DATASET EXTRACT:
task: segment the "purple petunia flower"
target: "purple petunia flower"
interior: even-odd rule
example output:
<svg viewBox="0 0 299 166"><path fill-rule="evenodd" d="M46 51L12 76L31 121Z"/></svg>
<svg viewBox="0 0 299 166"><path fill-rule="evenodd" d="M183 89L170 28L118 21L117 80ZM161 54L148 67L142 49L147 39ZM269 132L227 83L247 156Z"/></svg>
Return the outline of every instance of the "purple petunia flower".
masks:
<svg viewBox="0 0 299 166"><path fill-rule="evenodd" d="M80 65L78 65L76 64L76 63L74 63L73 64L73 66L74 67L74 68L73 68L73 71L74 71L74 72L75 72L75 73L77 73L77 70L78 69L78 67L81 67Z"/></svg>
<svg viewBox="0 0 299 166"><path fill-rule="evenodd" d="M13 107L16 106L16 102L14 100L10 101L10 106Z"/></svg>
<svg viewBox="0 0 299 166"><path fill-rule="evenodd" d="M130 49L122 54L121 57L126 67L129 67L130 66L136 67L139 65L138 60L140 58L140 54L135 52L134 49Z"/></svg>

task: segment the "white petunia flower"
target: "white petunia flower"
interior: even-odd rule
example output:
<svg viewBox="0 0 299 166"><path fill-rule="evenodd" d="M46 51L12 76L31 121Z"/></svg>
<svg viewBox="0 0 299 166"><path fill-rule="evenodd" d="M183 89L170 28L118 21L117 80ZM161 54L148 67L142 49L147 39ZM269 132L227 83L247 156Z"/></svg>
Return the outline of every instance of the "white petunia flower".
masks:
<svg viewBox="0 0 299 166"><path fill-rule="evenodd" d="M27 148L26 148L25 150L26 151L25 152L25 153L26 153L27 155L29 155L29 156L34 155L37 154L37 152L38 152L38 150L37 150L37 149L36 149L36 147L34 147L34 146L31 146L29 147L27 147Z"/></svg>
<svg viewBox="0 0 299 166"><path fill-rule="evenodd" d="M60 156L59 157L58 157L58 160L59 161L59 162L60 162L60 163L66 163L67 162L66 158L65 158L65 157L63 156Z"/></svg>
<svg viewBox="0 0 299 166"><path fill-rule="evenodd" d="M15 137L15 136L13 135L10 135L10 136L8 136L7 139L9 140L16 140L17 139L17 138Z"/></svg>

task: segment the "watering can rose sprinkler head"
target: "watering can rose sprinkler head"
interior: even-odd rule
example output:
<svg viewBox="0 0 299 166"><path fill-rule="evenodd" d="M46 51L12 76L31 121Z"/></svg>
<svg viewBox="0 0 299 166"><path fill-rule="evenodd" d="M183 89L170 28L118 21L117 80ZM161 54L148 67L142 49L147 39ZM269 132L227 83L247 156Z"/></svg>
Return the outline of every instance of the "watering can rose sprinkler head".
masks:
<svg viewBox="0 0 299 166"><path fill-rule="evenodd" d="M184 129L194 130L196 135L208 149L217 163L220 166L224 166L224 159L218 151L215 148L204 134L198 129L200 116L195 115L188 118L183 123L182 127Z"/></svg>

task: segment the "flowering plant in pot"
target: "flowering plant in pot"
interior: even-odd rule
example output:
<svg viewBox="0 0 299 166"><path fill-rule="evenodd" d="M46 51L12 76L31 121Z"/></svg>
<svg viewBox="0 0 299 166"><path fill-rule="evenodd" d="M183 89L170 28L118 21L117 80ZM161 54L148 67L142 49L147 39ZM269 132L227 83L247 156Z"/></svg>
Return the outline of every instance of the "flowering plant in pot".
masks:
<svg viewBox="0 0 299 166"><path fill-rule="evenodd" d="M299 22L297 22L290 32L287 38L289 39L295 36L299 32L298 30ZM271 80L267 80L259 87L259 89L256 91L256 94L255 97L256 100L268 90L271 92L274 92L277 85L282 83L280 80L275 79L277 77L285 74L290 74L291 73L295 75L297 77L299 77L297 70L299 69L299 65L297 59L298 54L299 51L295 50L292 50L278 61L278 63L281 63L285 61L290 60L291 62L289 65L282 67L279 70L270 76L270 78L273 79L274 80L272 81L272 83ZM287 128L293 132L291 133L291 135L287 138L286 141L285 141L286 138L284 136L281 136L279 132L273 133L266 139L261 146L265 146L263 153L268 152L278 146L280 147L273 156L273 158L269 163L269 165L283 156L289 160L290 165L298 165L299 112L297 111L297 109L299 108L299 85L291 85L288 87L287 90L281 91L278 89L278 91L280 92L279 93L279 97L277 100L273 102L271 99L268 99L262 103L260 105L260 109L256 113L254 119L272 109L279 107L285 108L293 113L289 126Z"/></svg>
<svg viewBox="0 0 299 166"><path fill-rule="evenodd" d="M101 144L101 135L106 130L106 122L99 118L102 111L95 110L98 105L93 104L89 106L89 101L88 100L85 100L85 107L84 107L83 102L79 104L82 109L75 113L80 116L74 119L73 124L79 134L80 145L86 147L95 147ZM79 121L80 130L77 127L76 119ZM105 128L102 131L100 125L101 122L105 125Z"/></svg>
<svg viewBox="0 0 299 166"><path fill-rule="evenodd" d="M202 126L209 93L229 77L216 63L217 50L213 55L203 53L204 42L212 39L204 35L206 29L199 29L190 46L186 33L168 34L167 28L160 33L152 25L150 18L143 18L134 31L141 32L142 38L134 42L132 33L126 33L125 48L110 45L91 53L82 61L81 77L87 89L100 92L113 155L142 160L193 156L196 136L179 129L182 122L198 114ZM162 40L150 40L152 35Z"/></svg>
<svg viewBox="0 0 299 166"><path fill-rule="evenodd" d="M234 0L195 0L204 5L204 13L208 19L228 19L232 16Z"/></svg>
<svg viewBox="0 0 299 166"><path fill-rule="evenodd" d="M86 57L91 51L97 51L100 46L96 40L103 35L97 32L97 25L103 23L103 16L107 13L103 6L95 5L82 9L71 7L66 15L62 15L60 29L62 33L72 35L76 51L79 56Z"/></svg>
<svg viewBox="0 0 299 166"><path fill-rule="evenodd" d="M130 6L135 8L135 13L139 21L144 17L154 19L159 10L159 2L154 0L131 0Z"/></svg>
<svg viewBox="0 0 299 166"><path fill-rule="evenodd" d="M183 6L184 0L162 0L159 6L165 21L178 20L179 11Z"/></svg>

OBJECTIVE:
Every entry must be retyped in full, exactly as given.

WRITTEN ANSWER:
task: segment the "purple petunia flower"
target: "purple petunia flower"
interior: even-odd rule
example output:
<svg viewBox="0 0 299 166"><path fill-rule="evenodd" d="M46 51L12 76L31 121Z"/></svg>
<svg viewBox="0 0 299 166"><path fill-rule="evenodd" d="M183 89L170 28L118 21L117 80ZM161 54L148 67L142 49L147 39ZM269 132L227 83L247 156Z"/></svg>
Return the outline of every instance of the "purple petunia flower".
masks:
<svg viewBox="0 0 299 166"><path fill-rule="evenodd" d="M80 65L78 65L76 64L76 63L74 63L73 64L73 66L74 67L74 68L73 68L73 71L74 71L74 72L75 72L75 73L77 73L77 70L78 69L78 67L81 67Z"/></svg>
<svg viewBox="0 0 299 166"><path fill-rule="evenodd" d="M13 107L16 106L16 102L14 100L10 101L10 106Z"/></svg>
<svg viewBox="0 0 299 166"><path fill-rule="evenodd" d="M130 49L122 54L121 57L126 67L129 67L130 66L136 67L139 65L138 60L140 58L140 54L135 52L134 49Z"/></svg>

task: segment the "white petunia flower"
target: "white petunia flower"
interior: even-odd rule
example output:
<svg viewBox="0 0 299 166"><path fill-rule="evenodd" d="M46 51L12 76L31 121Z"/></svg>
<svg viewBox="0 0 299 166"><path fill-rule="evenodd" d="M183 89L170 28L118 21L117 80ZM161 54L148 67L142 49L147 39ZM269 132L227 83L247 156Z"/></svg>
Return the outline of every instance of the "white petunia flower".
masks:
<svg viewBox="0 0 299 166"><path fill-rule="evenodd" d="M27 148L26 148L25 150L26 151L25 152L25 153L26 153L27 155L29 155L29 156L34 155L37 154L37 152L38 152L38 150L37 150L37 149L36 149L36 147L34 147L34 146L31 146L29 147L27 147Z"/></svg>
<svg viewBox="0 0 299 166"><path fill-rule="evenodd" d="M60 156L59 157L58 157L58 160L59 161L59 162L60 162L60 163L66 163L67 162L66 158L65 158L65 157L63 156Z"/></svg>
<svg viewBox="0 0 299 166"><path fill-rule="evenodd" d="M15 137L15 136L13 135L10 135L10 136L8 136L7 139L9 140L16 140L17 139L17 138Z"/></svg>

task: segment the "watering can rose sprinkler head"
target: "watering can rose sprinkler head"
interior: even-odd rule
example output:
<svg viewBox="0 0 299 166"><path fill-rule="evenodd" d="M46 51L12 76L31 121Z"/></svg>
<svg viewBox="0 0 299 166"><path fill-rule="evenodd" d="M183 89L170 28L118 21L117 80ZM161 54L148 67L142 49L147 39ZM269 132L227 83L247 156Z"/></svg>
Return the outline of every instance of the "watering can rose sprinkler head".
masks:
<svg viewBox="0 0 299 166"><path fill-rule="evenodd" d="M184 129L194 130L196 135L208 149L217 163L220 166L224 166L224 159L218 151L215 148L204 134L198 129L200 116L195 115L188 118L183 123L182 127Z"/></svg>

task: segment the "flowering plant in pot"
target: "flowering plant in pot"
interior: even-odd rule
example output:
<svg viewBox="0 0 299 166"><path fill-rule="evenodd" d="M46 51L12 76L31 121Z"/></svg>
<svg viewBox="0 0 299 166"><path fill-rule="evenodd" d="M183 89L170 28L118 21L117 80ZM161 54L148 67L142 49L147 39ZM269 132L227 83L247 156Z"/></svg>
Return the outline of every instance of the "flowering plant in pot".
masks:
<svg viewBox="0 0 299 166"><path fill-rule="evenodd" d="M299 22L297 22L290 32L287 38L289 39L295 36L299 32L298 30ZM271 80L267 80L259 87L259 89L256 91L256 94L255 97L256 100L268 90L271 92L274 92L277 85L282 83L280 80L275 79L277 77L285 74L290 74L291 73L295 75L297 77L299 77L297 70L299 69L299 65L297 59L298 54L299 51L295 50L292 50L278 61L278 63L281 63L285 61L290 60L291 62L289 65L282 67L279 70L270 76L270 78L273 79L274 80L272 81L272 83ZM287 128L293 132L291 133L291 135L287 138L286 141L285 141L286 138L284 136L281 136L279 132L273 133L266 139L261 146L265 146L263 153L268 152L278 146L280 147L273 156L273 158L269 163L269 165L283 156L289 160L290 165L298 165L299 112L297 111L297 109L299 108L299 85L291 85L288 87L287 90L281 91L278 89L278 91L280 92L279 93L279 97L277 100L273 102L271 99L268 99L262 103L260 105L260 109L256 113L254 119L272 109L279 107L285 108L293 113L289 126Z"/></svg>
<svg viewBox="0 0 299 166"><path fill-rule="evenodd" d="M101 144L101 135L106 130L106 122L99 118L102 111L95 110L98 105L93 104L89 106L89 101L88 100L85 100L85 107L84 107L83 102L79 104L82 109L75 113L80 116L74 119L73 124L79 134L80 145L86 147L95 147ZM79 121L80 130L77 127L76 119ZM105 128L102 131L100 125L101 122L105 125Z"/></svg>
<svg viewBox="0 0 299 166"><path fill-rule="evenodd" d="M202 126L209 93L229 77L216 63L217 50L213 55L203 53L204 42L212 39L204 35L206 29L199 29L190 46L186 33L168 34L167 28L160 33L152 25L150 18L143 18L134 31L141 32L142 38L134 42L132 33L126 33L125 48L110 45L91 53L82 61L81 77L87 89L100 92L113 155L142 160L193 156L196 136L179 129L182 122L198 114ZM162 40L150 40L152 35Z"/></svg>
<svg viewBox="0 0 299 166"><path fill-rule="evenodd" d="M234 0L195 0L204 5L204 13L208 19L228 19L232 16Z"/></svg>
<svg viewBox="0 0 299 166"><path fill-rule="evenodd" d="M86 57L91 51L97 51L100 46L96 40L103 35L97 32L97 25L103 23L103 16L107 13L103 6L95 5L82 9L71 7L66 15L62 15L60 29L62 33L72 35L76 51L79 56Z"/></svg>
<svg viewBox="0 0 299 166"><path fill-rule="evenodd" d="M130 6L135 8L135 13L139 21L144 17L154 19L159 10L159 2L154 0L131 0Z"/></svg>
<svg viewBox="0 0 299 166"><path fill-rule="evenodd" d="M183 6L184 0L162 0L159 6L165 21L178 20L179 11Z"/></svg>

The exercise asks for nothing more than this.